[Data for the task Boundary: Start]

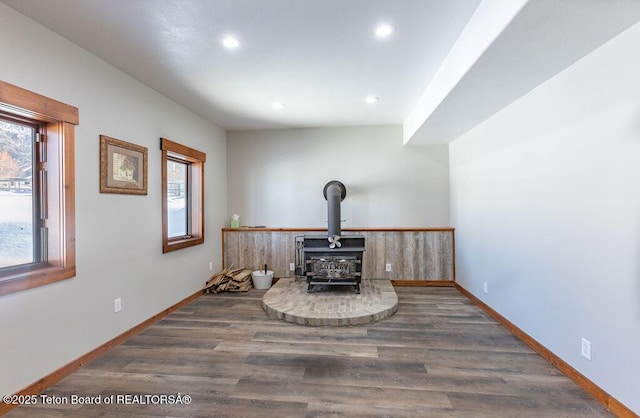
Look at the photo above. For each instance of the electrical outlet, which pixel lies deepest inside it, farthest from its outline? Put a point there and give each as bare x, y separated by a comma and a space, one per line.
586, 349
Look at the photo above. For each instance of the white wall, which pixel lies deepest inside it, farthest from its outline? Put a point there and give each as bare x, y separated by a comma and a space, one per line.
119, 248
276, 177
546, 205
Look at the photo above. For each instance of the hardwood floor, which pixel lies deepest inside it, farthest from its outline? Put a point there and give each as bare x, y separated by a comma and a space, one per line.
438, 356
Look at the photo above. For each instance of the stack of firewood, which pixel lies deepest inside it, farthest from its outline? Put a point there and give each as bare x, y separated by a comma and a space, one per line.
238, 280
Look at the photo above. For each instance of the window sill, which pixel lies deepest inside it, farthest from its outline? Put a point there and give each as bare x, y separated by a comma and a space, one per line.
34, 278
181, 243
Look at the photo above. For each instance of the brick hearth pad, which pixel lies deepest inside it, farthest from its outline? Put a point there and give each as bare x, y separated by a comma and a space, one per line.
289, 300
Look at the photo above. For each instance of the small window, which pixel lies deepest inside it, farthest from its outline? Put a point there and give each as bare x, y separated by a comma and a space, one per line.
22, 214
37, 193
182, 196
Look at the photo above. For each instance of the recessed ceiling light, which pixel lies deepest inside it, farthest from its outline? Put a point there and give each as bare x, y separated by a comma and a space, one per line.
384, 30
231, 42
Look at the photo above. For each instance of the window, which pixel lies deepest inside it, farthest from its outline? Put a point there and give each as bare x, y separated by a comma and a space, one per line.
182, 196
21, 218
37, 227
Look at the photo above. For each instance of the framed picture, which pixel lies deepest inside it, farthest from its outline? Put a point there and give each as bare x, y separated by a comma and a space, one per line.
123, 167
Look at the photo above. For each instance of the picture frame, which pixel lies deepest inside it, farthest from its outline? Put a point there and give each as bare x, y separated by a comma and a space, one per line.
123, 167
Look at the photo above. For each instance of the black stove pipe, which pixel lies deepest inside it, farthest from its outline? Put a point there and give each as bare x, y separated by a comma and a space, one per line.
334, 192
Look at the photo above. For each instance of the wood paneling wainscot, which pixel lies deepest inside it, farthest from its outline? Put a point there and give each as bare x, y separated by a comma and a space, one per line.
415, 254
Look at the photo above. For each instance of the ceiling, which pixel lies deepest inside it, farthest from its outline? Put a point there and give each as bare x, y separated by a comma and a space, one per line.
321, 58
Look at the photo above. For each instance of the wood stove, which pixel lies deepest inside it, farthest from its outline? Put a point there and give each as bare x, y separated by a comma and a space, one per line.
332, 259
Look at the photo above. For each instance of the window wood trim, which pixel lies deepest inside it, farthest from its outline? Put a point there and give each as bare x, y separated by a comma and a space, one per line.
60, 119
196, 213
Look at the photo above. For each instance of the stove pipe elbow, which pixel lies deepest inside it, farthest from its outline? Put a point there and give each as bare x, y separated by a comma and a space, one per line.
334, 192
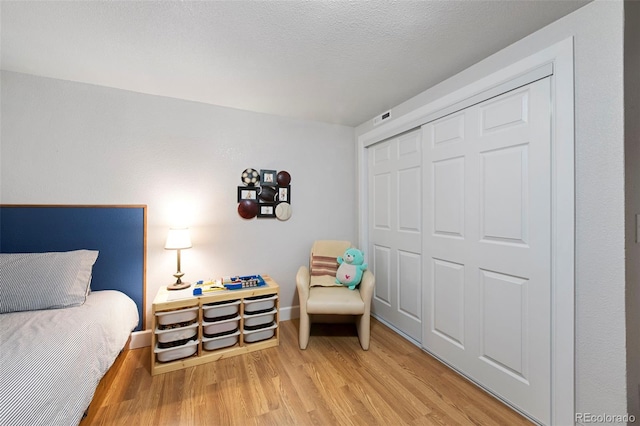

[Data for the task Boundary: End]

**Exercise directions**
Output all the entries above verbatim, please. No images.

**Your solution**
Look at the photo above. For each instance of the electrical outlet, which pixel lies deepest inside it, farthest from its outline? Put a point there and give each as bare x, y separated by a comma and a space, one per line.
586, 349
Look at the photo above. For each instance of the white wall, which pixel lies deepest inside it, farthest from its outline? Put a point there and give each as bare x, y separated by a comma and a space, one per line.
119, 248
276, 177
546, 205
Look at the photo above. For each instance of the hardwood floor, which pixel lies deepest inside it, farthest from its outline? Put a point there and give each as bare x, y separated by a comma and a space, one per line.
438, 356
Look at the photo above. For each instance of the stack of firewood, which pixel lies deepest inside it, farthest from its outline? Put a point there and give each as bare x, y separated by a comma and a space, one per line.
238, 280
Look at the photo above. For each instance of the window sill, which pixel lies deepest inside it, farthest from its outline? Put a point there and give each as bare x, y separated by a comma and a space, one per line.
34, 278
181, 243
Look at the photo above. For each instance of the brick hearth pad, which pixel lies deepest inside it, farthest from its outline? Put a point there and give each as bare x, y separated by a comma and a space, one per line.
289, 300
Look at the photo above. For each instance of the small window, which pixel lies deepest inside it, farthest from its outline? Put a point there and give each as bare x, y separated by a comma and a space, one per line.
22, 214
37, 193
182, 196
Look at the photo above. For each instance of the recessed ceiling light, which pixel lies deepest inside it, farthest from its outline? Put a point there and give each as bare x, y separated by a comma and a space, one per line.
384, 30
231, 42
Look at the photo above. For each instance of the window, which pixel lies deepest inside it, farthest from its outline? Put a point there and give each as bare x, y separated by a comma and a space, one per line.
182, 196
21, 218
37, 227
Look at the photo above. For each instance of the framed picture, which pixel lies deepest inside it, farthest from its outline? Put a point there and give each as bare x, y separated by a comma and a space, one per line.
123, 167
Look at the photo above. For each instance of the picture frame, which pixel lies deepest inside it, farthest from its outline? Put a point there and give each as bare x, y separated by a comma and a space, one per line.
123, 167
Look at the photo above. For each instance of the black stove pipe, which pixel lies deepest inside it, farthest from its outline? Put a point there and give each as bare x, y separated by a comma and a space, one per line.
334, 192
Look at the photo above. For each instance of the wood paneling wainscot, which pixel lies deepest inside it, farthest from its outline? Put a point there and give each as bare x, y separated by a comma and a space, one per line.
415, 254
Look at the photo above. For each instance of the ceiling, which pixel lies deepest inside it, farthest from its outline? Put a point there and give each as bare x, y separated by a comma and a space, one per line.
321, 58
Look at the photo above. For each instance of the wood stove, which pixel lies deepest inside it, farthest from its outline? Put a point there and give each as bare x, y separated by a comma and a space, one per line.
332, 259
Look at the photo above. For each instance of the window wood trim, which pixel lies deepest inside it, farthest from its outline? Put a point there and give each as bare x, y separated by a comma and a space, one per line.
60, 119
196, 213
Look at the photo above. For each instance of the stove pipe elbow, which pixel lies deepest inside it, farthest from its outline? Put a point there and give each as bare x, y separated by a comma and a space, one per line.
334, 192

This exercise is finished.